**Excerto**
▽

Passo uma boa parte do meu tempo dentro desta máquina. Não consigo explicar a relação que tenho com este Learjet, sinto-me apenas obrigado a utilizá-lo. Rentabilizar, talvez seja essa a palavra.
As Nações Unidas, ao colocarem à disposição pessoal de gente como eu um brinquedo deste tipo, eu que decida o quero fazer com este bicho muito rápido e muito prestigiante, encontraram a maneira mais eficaz de nos escravizar. Quando se tem um jet à porta de casa, quem diz que não a todo o tipo de deslocações?
Sinto-me um escravo deste pássaro metálico.
E dos helicópteros.
Ontem e hoje, passei a minha vida fechado nestas coisas. Voámos para Birao, passámos a noite na tenda que já revelei neste espaço, depois fomos de helico, esta manhã, para Haraze-Mangueigne e para Daha, zonas de refugiados, e já ao fim do dia, voltámos a Birao, voando sobre a parte desértica da RCA, numa zona infestada de rebeldes, para seguir depois para N'Djaména.
No voo de regresso, até os meus polícias morriam de sono.
Há quem diga que temos uma vida invejável. Que andamos por sítios onde mais ninguém, vindo de fora, põe os pés. Talvez. Não há, de facto, muita gente que ande por estas terras onde os tiros são o meio de comunicação mais usual. Mas o que me faz inveja, quando estou cansado como hoje, depois de muito andar, de falar com funcionários jovens das ONGs e da ONU, que vivem no meio de cobras, às dezenas, nas camas, nos lençóis, debaixo da mesa, nos corredores, nas latrinas, animais estranhos que congelam o sangue dos mais bravos, é a paz de alma que os meus amigos possuem, aí, pelas terras do Norte do mundo, quando se perdem nos shopping centres e nos Ikeas e pensam que os problemas do mundo são os definidos pelos Sócrates, Louçãs, Portas, Jerónimos e uns senhores de um partido que vive à deriva. Sem contar os alegres e mais, os sombrios do cavaco seco.
Permitam-me, por favor, que me sinta um pouco diferente, esta noite.
Era suposto ser um Domingo tranquilo. O céu estava de um azul sem manchas. Faz sonhar. Mesmo nestas terras. O harmatão, este ano, tem-nos poupado. Não tem havido a poeira no ar, habitual nesta estação. Os dias começam frescos, com cerca de 16 graus, aqui na capital do Chade, depois aquecem, vão aos trinta e cinco ou isso por aí à volta. Hoje era dia de escrever a minha prosa para a Visão desta semana. Tinha combinado que continuaria a reflectir sobre o terrorismo.

△

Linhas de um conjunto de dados
▽

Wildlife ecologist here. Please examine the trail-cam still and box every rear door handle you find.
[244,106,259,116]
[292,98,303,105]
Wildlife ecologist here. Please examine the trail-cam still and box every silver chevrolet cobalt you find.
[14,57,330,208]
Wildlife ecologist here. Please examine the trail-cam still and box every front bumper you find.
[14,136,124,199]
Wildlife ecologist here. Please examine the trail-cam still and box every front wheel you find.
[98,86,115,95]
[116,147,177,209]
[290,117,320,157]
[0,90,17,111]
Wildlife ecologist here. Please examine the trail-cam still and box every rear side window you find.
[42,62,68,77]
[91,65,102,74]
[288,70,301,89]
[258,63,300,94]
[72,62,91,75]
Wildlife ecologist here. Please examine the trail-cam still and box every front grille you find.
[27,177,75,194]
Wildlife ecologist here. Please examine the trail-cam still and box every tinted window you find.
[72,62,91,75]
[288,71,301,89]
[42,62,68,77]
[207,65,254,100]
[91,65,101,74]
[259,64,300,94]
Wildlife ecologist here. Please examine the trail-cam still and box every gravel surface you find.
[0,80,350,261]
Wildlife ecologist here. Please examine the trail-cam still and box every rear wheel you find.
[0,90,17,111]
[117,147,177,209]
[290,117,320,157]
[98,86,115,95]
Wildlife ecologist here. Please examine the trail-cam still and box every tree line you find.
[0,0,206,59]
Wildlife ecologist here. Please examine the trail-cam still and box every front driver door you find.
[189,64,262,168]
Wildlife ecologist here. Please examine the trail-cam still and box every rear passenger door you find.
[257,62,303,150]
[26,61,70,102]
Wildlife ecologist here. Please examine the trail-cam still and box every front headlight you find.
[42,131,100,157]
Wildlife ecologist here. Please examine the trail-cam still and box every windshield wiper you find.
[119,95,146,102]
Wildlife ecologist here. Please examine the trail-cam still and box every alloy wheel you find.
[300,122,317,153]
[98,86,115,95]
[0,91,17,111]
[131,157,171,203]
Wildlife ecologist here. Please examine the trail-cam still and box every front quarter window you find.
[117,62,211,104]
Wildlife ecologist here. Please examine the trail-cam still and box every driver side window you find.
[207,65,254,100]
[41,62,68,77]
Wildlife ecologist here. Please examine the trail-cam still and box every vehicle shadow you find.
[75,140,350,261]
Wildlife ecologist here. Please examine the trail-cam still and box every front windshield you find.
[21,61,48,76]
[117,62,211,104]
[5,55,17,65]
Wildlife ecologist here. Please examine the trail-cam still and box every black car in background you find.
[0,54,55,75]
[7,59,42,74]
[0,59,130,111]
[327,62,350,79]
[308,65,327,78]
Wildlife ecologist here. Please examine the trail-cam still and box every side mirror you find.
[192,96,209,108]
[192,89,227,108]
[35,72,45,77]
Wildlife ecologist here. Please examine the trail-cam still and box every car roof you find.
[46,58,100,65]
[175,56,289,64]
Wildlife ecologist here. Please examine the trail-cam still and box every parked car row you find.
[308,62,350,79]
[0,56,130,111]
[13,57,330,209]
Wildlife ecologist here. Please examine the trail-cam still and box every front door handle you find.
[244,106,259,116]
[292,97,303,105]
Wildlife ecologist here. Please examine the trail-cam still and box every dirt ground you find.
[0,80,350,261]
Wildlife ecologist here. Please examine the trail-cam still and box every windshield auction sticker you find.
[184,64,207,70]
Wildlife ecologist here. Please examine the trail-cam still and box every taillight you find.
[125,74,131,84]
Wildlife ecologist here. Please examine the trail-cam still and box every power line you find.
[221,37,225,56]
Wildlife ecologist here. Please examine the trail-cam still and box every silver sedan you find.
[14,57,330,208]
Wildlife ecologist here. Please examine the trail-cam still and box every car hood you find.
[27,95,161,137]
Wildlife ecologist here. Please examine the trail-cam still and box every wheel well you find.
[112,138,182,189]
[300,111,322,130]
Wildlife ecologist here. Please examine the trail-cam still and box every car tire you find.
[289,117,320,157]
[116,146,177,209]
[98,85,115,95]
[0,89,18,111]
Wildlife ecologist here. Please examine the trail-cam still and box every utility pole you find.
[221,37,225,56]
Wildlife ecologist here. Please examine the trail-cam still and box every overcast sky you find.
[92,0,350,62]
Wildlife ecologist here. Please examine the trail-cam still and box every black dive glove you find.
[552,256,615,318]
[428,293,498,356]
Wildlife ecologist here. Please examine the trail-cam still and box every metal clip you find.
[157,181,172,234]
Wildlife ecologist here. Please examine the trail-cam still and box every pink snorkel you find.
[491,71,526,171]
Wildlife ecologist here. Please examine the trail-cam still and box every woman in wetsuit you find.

△

**Instruções**
Atualiza o excerto de "Ontem e hoje, passei" a "depois para N'Djaména.", pondo "helicóptero" no lugar de "helico". Esta listagem foi tirada de outra fonte.

**Resultado**
Ontem e hoje, passei a minha vida fechado nestas coisas. Voámos para Birao, passámos a noite na tenda que já revelei neste espaço, depois fomos de helicóptero, esta manhã, para Haraze-Mangueigne e para Daha, zonas de refugiados, e já ao fim do dia, voltámos a Birao, voando sobre a parte desértica da RCA, numa zona infestada de rebeldes, para seguir depois para N'Djaména.